──────── Records provided
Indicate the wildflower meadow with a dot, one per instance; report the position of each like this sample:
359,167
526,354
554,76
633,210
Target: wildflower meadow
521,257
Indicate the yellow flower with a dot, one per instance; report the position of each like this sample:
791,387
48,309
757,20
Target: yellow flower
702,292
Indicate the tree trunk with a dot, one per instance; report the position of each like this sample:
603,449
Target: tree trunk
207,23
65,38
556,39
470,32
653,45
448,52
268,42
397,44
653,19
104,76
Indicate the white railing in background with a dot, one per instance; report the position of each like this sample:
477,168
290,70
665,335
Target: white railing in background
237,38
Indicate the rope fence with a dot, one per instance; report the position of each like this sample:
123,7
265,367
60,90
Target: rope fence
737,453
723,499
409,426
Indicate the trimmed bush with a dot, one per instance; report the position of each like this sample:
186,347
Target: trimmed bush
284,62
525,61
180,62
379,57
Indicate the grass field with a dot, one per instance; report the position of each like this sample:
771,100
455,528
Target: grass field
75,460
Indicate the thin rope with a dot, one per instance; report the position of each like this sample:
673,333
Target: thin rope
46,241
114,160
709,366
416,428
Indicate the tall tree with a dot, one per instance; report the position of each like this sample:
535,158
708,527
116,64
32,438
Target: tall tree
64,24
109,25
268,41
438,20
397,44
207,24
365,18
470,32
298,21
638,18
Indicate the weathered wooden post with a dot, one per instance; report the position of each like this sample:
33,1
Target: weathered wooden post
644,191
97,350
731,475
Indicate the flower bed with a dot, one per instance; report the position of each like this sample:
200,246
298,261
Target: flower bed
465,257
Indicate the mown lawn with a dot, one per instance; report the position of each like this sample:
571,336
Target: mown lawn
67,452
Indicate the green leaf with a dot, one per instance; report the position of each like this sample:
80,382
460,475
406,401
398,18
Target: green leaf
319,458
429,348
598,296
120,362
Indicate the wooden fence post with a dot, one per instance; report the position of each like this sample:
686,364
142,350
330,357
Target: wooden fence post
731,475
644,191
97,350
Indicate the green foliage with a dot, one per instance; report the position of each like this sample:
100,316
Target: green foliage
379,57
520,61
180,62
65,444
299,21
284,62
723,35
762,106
────────────────
──────── Records provided
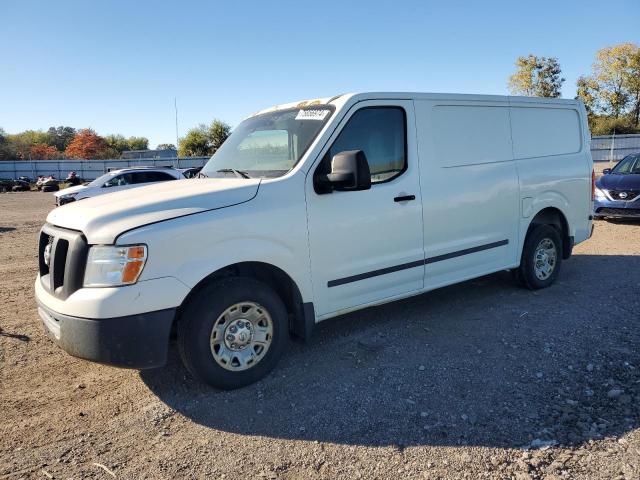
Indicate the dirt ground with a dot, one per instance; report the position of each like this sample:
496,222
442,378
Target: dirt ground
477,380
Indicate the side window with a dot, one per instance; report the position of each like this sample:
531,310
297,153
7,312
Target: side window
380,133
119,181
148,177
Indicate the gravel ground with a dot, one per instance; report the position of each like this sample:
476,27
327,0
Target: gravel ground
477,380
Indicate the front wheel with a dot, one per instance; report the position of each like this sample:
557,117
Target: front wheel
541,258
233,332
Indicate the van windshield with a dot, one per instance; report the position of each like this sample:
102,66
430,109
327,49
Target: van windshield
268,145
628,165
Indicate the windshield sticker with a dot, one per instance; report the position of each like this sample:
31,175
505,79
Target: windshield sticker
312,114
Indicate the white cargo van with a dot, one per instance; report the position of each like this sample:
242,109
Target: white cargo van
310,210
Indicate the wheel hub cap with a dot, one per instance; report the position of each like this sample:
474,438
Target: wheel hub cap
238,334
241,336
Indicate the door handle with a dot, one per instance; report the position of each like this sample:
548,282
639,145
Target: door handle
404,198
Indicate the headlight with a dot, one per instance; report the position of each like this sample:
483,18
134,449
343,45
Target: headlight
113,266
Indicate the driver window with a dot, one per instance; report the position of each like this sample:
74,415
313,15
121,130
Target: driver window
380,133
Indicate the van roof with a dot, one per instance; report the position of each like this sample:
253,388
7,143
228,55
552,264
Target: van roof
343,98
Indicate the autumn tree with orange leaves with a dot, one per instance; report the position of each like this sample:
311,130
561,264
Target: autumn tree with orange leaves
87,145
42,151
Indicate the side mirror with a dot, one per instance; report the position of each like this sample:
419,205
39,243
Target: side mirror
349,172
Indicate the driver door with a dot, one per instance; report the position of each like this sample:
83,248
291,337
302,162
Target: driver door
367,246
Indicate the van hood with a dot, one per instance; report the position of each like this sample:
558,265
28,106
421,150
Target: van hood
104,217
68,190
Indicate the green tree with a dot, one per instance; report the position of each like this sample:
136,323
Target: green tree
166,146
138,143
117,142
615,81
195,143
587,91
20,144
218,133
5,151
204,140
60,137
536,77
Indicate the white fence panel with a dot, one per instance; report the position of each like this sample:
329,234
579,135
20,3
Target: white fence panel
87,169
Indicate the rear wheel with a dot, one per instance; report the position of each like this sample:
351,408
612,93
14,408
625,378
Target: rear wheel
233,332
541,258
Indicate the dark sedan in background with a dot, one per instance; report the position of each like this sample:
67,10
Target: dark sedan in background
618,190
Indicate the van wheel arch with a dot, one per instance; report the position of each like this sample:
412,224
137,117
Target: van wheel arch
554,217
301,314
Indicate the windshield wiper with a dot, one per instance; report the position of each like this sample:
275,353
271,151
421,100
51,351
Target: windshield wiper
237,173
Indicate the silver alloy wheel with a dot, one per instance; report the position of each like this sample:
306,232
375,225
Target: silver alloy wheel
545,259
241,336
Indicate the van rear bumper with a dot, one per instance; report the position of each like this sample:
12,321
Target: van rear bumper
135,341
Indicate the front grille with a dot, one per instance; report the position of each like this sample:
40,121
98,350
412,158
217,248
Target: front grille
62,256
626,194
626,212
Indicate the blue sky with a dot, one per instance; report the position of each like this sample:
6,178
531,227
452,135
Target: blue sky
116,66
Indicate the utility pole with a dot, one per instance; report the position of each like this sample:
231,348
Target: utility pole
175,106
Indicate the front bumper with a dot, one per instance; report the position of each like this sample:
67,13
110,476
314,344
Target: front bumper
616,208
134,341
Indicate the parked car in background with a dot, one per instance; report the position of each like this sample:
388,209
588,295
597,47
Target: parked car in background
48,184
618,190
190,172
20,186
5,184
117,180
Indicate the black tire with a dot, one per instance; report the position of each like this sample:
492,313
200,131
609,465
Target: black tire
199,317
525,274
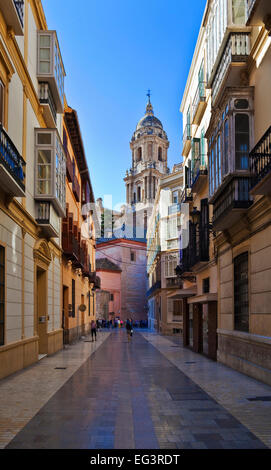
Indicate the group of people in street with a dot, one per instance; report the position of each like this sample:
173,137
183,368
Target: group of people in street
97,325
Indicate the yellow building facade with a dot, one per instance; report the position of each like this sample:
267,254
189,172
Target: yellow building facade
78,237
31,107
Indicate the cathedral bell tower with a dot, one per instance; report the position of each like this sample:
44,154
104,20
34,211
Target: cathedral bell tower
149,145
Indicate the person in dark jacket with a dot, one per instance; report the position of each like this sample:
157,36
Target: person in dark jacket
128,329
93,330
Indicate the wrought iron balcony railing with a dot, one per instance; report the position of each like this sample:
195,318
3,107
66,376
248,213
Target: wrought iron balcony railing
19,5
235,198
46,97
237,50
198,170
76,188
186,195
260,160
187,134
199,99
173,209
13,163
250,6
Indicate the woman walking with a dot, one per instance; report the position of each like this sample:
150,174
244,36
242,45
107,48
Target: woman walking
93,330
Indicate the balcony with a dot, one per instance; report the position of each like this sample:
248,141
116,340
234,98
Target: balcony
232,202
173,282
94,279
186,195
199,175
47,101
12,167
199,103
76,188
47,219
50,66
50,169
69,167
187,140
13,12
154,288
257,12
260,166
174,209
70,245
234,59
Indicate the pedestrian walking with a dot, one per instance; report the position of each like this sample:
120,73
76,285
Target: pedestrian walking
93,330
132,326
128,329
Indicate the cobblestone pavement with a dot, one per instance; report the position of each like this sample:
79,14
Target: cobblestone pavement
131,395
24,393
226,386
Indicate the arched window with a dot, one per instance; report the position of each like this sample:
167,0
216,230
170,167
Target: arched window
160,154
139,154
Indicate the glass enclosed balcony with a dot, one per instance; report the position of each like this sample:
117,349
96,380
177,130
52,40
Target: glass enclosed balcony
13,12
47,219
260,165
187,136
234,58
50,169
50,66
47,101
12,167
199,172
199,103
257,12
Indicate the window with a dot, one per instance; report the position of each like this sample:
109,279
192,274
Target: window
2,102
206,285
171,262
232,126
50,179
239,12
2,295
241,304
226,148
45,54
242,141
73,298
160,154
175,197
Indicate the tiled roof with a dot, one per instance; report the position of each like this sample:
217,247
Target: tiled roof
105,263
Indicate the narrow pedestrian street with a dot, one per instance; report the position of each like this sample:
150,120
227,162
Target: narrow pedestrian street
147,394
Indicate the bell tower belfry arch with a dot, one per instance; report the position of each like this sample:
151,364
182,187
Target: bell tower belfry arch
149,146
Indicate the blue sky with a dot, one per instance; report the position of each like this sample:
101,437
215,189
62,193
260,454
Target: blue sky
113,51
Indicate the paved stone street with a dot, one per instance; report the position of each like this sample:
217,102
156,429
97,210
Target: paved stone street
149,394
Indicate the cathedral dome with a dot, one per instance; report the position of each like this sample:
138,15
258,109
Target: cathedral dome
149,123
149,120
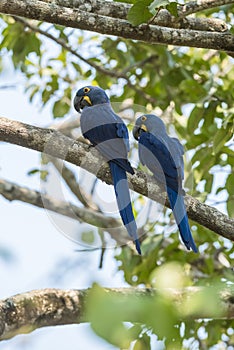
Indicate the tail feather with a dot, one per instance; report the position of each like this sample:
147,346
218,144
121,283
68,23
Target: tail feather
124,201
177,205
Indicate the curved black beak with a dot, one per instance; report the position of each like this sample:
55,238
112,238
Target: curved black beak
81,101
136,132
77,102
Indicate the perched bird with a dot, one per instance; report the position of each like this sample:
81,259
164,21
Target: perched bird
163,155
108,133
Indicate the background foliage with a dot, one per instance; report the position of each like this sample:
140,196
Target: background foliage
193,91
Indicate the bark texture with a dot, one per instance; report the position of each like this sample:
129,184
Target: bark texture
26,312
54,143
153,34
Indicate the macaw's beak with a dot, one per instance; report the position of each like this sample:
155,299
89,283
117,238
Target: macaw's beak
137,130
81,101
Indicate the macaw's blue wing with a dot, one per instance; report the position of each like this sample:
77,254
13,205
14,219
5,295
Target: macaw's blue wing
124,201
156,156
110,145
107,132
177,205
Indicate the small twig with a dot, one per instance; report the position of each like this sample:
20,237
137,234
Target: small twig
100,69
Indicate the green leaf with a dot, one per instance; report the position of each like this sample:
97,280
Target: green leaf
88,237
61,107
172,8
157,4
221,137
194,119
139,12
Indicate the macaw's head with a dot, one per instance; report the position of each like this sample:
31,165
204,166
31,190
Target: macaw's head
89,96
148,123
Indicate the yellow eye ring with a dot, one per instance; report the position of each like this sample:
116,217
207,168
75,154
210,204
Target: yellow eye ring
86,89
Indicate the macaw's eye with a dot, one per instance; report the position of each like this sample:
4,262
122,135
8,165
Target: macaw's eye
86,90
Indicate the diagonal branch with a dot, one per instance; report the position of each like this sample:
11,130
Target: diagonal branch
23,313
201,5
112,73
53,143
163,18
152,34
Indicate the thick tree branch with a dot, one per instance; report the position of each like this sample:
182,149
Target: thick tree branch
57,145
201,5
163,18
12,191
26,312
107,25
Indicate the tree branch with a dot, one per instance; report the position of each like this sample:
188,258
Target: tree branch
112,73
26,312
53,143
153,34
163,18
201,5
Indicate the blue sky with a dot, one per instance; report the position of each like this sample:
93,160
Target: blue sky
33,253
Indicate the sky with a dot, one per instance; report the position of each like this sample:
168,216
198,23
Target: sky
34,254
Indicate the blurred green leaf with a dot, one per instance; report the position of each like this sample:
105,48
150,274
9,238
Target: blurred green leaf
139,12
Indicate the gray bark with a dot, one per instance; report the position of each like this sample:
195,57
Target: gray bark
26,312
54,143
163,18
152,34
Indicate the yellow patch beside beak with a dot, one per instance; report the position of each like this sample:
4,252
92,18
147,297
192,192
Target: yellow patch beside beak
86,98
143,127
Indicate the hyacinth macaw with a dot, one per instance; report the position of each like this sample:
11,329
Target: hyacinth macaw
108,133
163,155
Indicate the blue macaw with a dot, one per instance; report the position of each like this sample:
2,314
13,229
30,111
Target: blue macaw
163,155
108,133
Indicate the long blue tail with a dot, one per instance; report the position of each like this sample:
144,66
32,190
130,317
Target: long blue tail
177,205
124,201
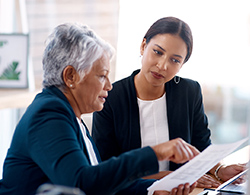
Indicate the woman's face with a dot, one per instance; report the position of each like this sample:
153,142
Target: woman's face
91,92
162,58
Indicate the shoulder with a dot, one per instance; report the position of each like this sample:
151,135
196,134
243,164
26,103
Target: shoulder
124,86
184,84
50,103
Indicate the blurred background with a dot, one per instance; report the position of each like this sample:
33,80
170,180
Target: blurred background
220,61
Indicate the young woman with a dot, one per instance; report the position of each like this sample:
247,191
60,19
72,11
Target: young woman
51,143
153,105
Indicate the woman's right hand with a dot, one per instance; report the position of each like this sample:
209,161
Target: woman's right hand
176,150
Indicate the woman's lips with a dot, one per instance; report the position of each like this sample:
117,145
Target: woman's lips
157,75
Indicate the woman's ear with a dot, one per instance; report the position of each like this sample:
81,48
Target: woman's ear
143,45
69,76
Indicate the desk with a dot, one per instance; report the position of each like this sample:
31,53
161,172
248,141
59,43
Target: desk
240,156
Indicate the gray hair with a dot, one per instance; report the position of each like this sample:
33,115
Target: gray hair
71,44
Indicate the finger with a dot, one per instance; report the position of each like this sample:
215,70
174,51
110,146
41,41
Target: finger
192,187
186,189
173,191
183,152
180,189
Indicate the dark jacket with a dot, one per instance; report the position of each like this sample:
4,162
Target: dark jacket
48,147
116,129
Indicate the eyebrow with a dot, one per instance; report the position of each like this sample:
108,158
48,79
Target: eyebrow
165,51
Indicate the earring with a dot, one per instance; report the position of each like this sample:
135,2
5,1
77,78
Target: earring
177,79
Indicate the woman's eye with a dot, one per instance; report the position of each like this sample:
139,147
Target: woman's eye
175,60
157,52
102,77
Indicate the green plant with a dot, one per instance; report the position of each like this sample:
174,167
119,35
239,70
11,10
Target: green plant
────────────────
#### [Exercise aim]
Locate every line in the records above that contains the word "tiled" and copy each such line in full.

#### [Result of the task]
Indicate the tiled roof with a dot, one per instance; report the position of each like this sample:
Target: tiled roof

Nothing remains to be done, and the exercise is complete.